▸ **PASSAGE SHOWN**:
Thermal dispersion flow meters are based on heat transfer and contain one of two types of temperature sensors, known as resistance temperature detectors or RTDs. Air passing by the RTDs gives a cooling effect, with the resulting temperature change then correlated to the pipe diameter to help determine the flow.

The downside is that moisture can build on the RTDs and impact performance, but the good news is that wastewater plant operators have multiple alternatives to RTD-enabled thermal dispersion meters.

Evaluating the Possibilities

Several types of technology are available for retrofitting an existing plant or designing a new facility. Variable-area flow meters, which measure the pressure in a line via a float that rises within a tube, are the most cost effective. However, they don’t provide precise readings.

Mechanical devices rely on what’s basically a pinwheel. With turbine flow meters, for example, the mechanical energy of the air flowing past the turbine causes rotation. The downside to turbine flow meters and similar mechanical devices is that they contain moving parts, so any buildup of foreign material can cause the meter to stop working.

Vortex flow meters contain a shedder bar mounted across the diameter of a pipe. The shedder bar creates vortices, which are measured by twin piezoelectric crystals. The faster the flow past the shedder, the greater the frequency of the vortices. The shedder bar is comparable to a flag pole and the piezoelectric crystals are like a flag. The faster the wind blows around the flag pole, the faster the flag will flap in the breeze.

The cost of vortex and thermal dispersion is comparable. Even when insertion vortex meters are not a direct fit, an adapter can allow replacement mounting to be accomplished.

Contaminants in the air don’t create problems for a vortex meter, as there is no moisture or foreign matter sensitive parts, so they offer significantly lower maintenance issues and perform well in humid regions.

▸ **RECORDED INFORMATION**:
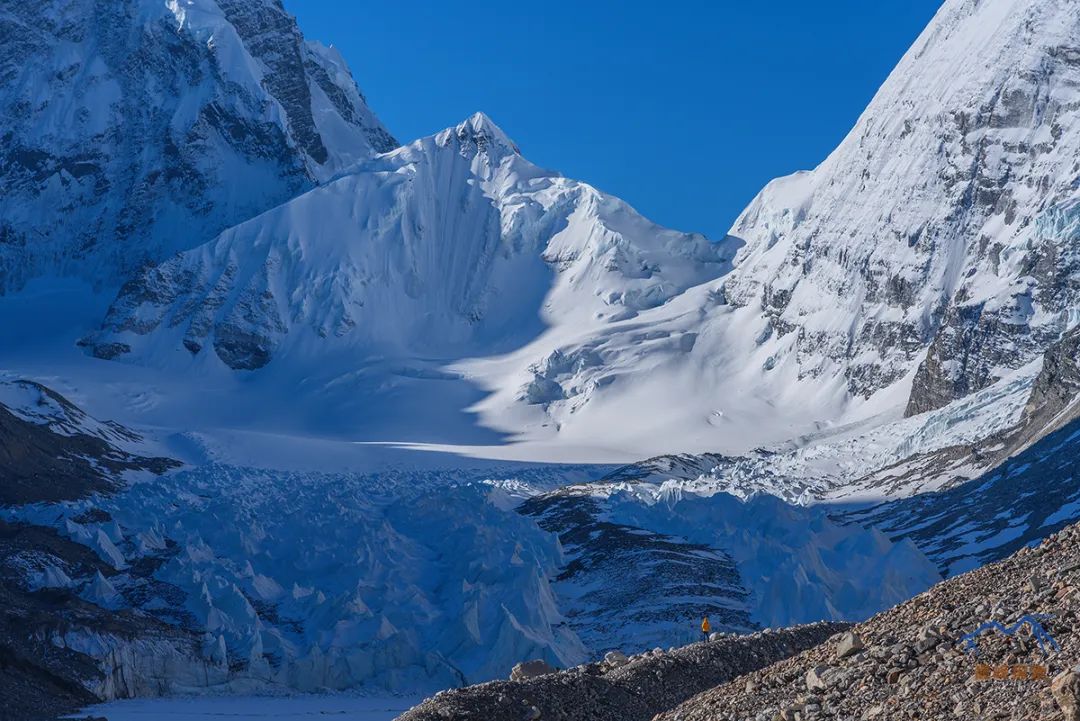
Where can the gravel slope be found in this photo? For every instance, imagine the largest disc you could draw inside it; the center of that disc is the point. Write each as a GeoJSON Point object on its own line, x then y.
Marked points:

▸ **YOUR TASK**: Retype the passage on flow meters above from "The downside is" to "to stop working.".

▸ **RESPONSE TO THIS TASK**:
The downside is that moisture can build on the RTDs and impact performance, but the good news is that wastewater plant operators have multiple alternatives to RTD-enabled thermal dispersion meters.

Evaluating the Possibilities

Several types of technology are available for retrofitting an existing plant or designing a new facility. Variable-area flow meters, which measure the pressure in a line via a float that rises within a tube, are the most cost effective. However, they don’t provide precise readings.

Mechanical devices rely on what’s basically a pinwheel. With turbine flow meters, for example, the mechanical energy of the air flowing past the turbine causes rotation. The downside to turbine flow meters and similar mechanical devices is that they contain moving parts, so any buildup of foreign material can cause the meter to stop working.